### Problem requirements
Edit the data below by changing every instance of "sediment deposit" to "silt deposit" and leaving everything else unchanged. Omit the pictures from your output.

### Information supplied
****************

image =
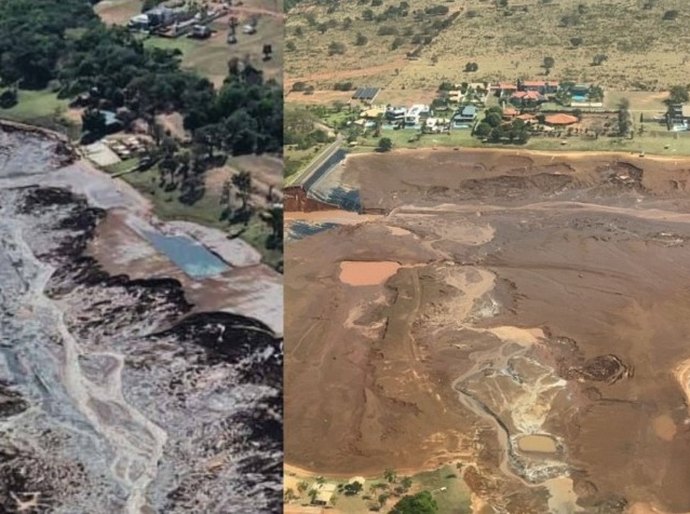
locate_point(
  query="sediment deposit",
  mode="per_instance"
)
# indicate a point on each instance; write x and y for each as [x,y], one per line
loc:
[536,330]
[118,393]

****************

### Answer to this problem
image =
locate_point(
  query="silt deposit",
  mode="per_instance"
)
# indicate a point on each instance; write x and y for each as [x,y], one per line
loc:
[536,330]
[118,393]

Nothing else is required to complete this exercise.